+++ Texte à lire +++
Tout ce que vous avez toujours voulu savoir sur le brevet unitaire (sans oser le demander)

Brevets ≠ Innovation

caricature brevet logiciel
Commençons par déconstruire une idée reçue sur les brevets. Les brevets ne sont pas toujours synonymes d’innovation. Dans l’informatique, l’expérience nous a montré que les brevets sont en fait utilisés comme des armes de guerre économique, qu’ils freinent l’innovation et font peser une menace sur tout éditeur, développeur ou utilisateur de logiciel.

Une préoccupation partagée

Un brevet n’est pas une innovation. C’est le droit d’empêcher quelqu’un d’innover.

Les brevets sont des monopoles accordés par le gouvernement. Ils sont là pour récompenser l’innovation, mais ce n’est pas ce qui se passe ici

Kent Walker, vice-président senior
& conseiller général de Google

Nous ne sommes pas les seuls à dire cela. En fait, la vaste majorité des professionnels de l’informatique est opposée aux brevets logiciels.

L’expérience des États-Unis

Si les brevets logiciels faisaient vraiment leur boulot, on s’attendrait à ce qu’ils encouragent à davantage d’innovation. Mais, en fait, ce n’est pas le cas. Il y a des preuves suggérant tout le contraire.

Eric Maskin,
prix Nobel d’économie

Aux États-Unis, l’observation des effets des brevets logiciels ces vingt dernière années montre combien ceux-ci sont nuisibles pour l’économie. La plupart des entreprises informatiques ne déposent pas de brevets, la plupart des brevets logiciels sont détenus par quelques grosses entreprises et le risque de procès dûs aux brevets logiciels continue de croître dramatiquement.

Prudence avec la politique des brevets !

manipuler avec soin
Ces préoccupations causées en particulier par les brevets logiciels signifient que, globalement, la politique des brevets doit être prise avec soin. Une mauvaise politique des brevets peut être désastreuse pour l’économie de l’innovation ou pour les droits et libertés fondamentaux.

Droit européen des brevets

Ne sont pas considérés comme des inventions […] notamment : les programmes d’ordinateur

Article 52.2 de la
Convention sur le brevet européen (CBE)

Heureusement, dans le droit européen des brevets, les logiciels sont explicitement exclus de la brevetabilité. Il est important de noter qu’en Europe, le droit des brevets est régi par la Convention sur le brevet européen (CBE), un traité multilatéral ayant conduit à la création de l’Office européen des brevets (OEB). Ainsi, la CBE ne fait pas partie du droit de l’Union européenne et l’OEB n’est pas une agence de l’UE.
+++ Données fournies +++
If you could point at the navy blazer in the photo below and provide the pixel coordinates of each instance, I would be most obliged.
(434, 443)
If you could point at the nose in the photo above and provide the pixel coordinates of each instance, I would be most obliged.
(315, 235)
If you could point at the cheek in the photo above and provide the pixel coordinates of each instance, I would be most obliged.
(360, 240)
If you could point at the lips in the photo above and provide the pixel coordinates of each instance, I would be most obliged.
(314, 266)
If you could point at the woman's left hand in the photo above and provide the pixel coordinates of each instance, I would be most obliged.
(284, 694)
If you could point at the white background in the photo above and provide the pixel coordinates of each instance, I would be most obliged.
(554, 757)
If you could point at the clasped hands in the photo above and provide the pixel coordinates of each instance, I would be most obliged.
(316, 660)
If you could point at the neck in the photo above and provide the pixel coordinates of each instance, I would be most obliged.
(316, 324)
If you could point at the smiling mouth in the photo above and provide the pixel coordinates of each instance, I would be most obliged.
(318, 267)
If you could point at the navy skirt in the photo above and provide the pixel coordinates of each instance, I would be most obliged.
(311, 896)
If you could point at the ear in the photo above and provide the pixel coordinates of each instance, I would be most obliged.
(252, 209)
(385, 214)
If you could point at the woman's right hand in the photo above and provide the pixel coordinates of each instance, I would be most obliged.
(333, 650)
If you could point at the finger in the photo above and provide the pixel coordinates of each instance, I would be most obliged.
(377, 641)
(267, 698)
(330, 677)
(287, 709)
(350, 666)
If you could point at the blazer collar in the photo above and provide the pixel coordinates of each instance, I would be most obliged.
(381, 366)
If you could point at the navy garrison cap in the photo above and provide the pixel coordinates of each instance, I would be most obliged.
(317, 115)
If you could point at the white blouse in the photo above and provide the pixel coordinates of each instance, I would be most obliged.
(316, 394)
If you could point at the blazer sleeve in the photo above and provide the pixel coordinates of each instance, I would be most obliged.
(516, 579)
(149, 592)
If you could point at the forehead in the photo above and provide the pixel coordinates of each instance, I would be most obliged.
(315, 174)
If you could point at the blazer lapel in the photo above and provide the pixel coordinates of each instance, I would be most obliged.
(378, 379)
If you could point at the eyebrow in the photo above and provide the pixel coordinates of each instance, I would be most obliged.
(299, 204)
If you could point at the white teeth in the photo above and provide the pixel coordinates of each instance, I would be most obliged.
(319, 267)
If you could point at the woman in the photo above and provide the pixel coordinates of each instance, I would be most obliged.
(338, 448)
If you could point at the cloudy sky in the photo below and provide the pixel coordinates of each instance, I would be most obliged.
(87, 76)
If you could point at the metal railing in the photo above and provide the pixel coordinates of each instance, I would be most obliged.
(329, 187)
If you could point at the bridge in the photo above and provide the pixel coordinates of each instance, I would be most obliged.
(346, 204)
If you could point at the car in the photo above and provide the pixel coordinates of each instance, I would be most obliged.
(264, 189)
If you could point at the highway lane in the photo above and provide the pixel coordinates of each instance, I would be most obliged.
+++
Objectif 1: Recopiez fidèlement le passage du texte sur les brevets qui commence par les mots contenant « L’expérience des États-Unis » et se termine par « politique des brevets ! ».
Objectif 2: Relevez, s'il vous plaît, chaque ligne des entrées où figure le mot « below ».

Résultat de l'exercice 1:
L’expérience des États-Unis

Si les brevets logiciels faisaient vraiment leur boulot, on s’attendrait à ce qu’ils encouragent à davantage d’innovation. Mais, en fait, ce n’est pas le cas. Il y a des preuves suggérant tout le contraire.

Eric Maskin,
prix Nobel d’économie

Aux États-Unis, l’observation des effets des brevets logiciels ces vingt dernière années montre combien ceux-ci sont nuisibles pour l’économie. La plupart des entreprises informatiques ne déposent pas de brevets, la plupart des brevets logiciels sont détenus par quelques grosses entreprises et le risque de procès dûs aux brevets logiciels continue de croître dramatiquement.

Prudence avec la politique des brevets !

Résultat de l'exercice 2:
If you could point at the navy blazer in the photo below and provide the pixel coordinates of each instance, I would be most obliged.
If you could point at the cloudy sky in the photo below and provide the pixel coordinates of each instance, I would be most obliged.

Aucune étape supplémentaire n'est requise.